沖縄県那覇市に本社を置き、全国にクライアントを持つ新卒採用に特化したHR事業を展開する株式会社Human Creation(ヒューマンクリエイション)。地方創生を人の創生からというミッションで、主に新卒採用コンサルティング(業務代行)や体験型インターンシップの企画設計を行っています。地方の次世代リーダーの発掘育成事業に携わる意気込みを、代表の山川さんに伺いました。
合同採用プロジェクトで地方の人口流出に歯止めをかける。
ー地方の中小企業向けの地方創生プロジェクト「OFA(オファー)」は、地域の採用課題解決を目指すモデルだと伺っています。
具体的にどのようなプロジェクトかお聞かせください。

#### 提供された一覧:
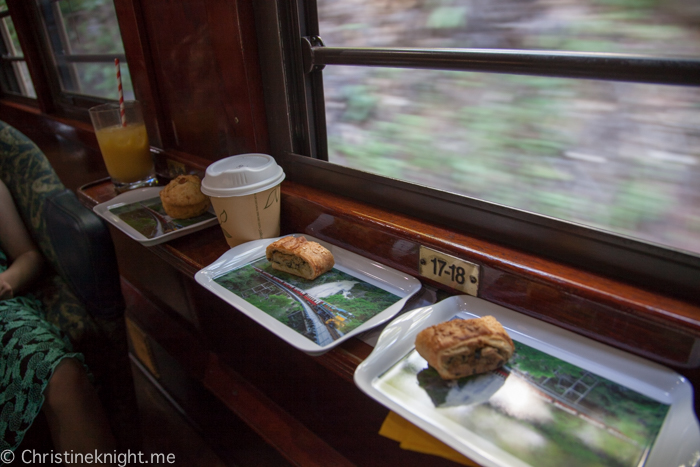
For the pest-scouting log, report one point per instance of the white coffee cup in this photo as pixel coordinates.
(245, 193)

==

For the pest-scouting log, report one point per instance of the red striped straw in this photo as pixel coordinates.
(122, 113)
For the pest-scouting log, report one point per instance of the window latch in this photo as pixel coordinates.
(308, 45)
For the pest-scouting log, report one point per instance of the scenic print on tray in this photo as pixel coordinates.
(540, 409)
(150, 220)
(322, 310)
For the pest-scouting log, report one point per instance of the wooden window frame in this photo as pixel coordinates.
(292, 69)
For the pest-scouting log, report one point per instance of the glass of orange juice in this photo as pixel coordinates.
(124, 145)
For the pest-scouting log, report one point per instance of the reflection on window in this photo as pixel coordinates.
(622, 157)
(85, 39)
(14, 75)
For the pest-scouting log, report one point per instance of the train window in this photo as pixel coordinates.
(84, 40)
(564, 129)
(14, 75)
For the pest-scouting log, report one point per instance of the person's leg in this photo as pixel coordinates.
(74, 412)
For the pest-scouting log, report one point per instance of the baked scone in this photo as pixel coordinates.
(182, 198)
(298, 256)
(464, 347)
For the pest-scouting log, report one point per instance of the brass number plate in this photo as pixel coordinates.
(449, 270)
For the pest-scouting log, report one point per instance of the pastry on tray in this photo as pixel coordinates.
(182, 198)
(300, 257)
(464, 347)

---

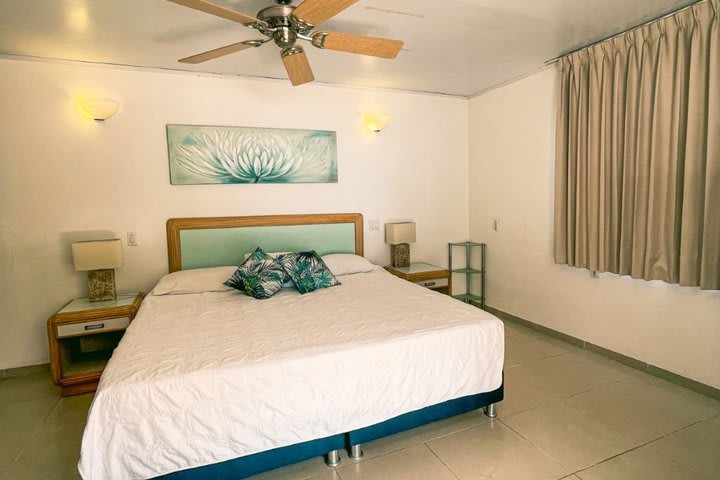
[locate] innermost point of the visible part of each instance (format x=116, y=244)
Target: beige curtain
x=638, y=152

#### 実施する作業:
1. 記事のうち「沖縄県那覇市に本社を置き、全」から始まり「指すモデルだと伺っています。」までの部分を、「地方創生」を「地域活性化」に差し替えて書き直してください。
2. 記事によると、株式会社Human Creationの本社はどこに置かれていますか。
3. Human Creationを紹介する記事を、最後の文の後から書き継いでください。
一覧は使わなくてかまいません。

#### 作業の結果:
1.
沖縄県那覇市に本社を置き、全国にクライアントを持つ新卒採用に特化したHR事業を展開する株式会社Human Creation(ヒューマンクリエイション)。地域活性化を人の創生からというミッションで、主に新卒採用コンサルティング(業務代行)や体験型インターンシップの企画設計を行っています。地方の次世代リーダーの発掘育成事業に携わる意気込みを、代表の山川さんに伺いました。
合同採用プロジェクトで地方の人口流出に歯止めをかける。
ー地方の中小企業向けの地域活性化プロジェクト「OFA(オファー)」は、地域の採用課題解決を目指すモデルだと伺っています。

2. 沖縄県那覇市です。

3.
山川代表 「OFA」は市町村単位のエリアで区切った10社から15社の企業でプロジェクトチームを作り、就活生/内定者/新入社員を一気通貫で採用育成する仕組みです。構想自体は創業して間も無くの2022年頃に発案したのですが様々な弊害もあり実現まで難しかったのですが、現在は北九州市にて展開しており、2024年11月現在で北九州市の優良企業18社、約50名の学生が参加をしております。将来的には全国に広げていきたいと考えています。命名として One For All,All For One の頭文字を取って、「OFA」と名づけました。
ーエリアプロジェクトを地方で展開したいと考えたのはなぜですか?
山川代表 実際に前職時代人事責任者をやっており、様々なエリアの合同企業説明会に参加する中で、BtoCのビジネスを展開する学生の馴染みのある企業や名の知れた大手企業と比べて、地方の中小企業やBtoB企業にとって採用というフィールドで戦うときに、大きなビハインドがあると感じたからです。企業としての知名度や採用ブランドに明らかに差がある企業同士が、同じフィールドで戦わなければならないのは、中小企業にとって厳しい状況だと感じました。ましてや人手不足の売り手市場や社会情勢の不安な中で、大手志向が増しているという市況感もある中でより一層厳しい戦いになると感じています。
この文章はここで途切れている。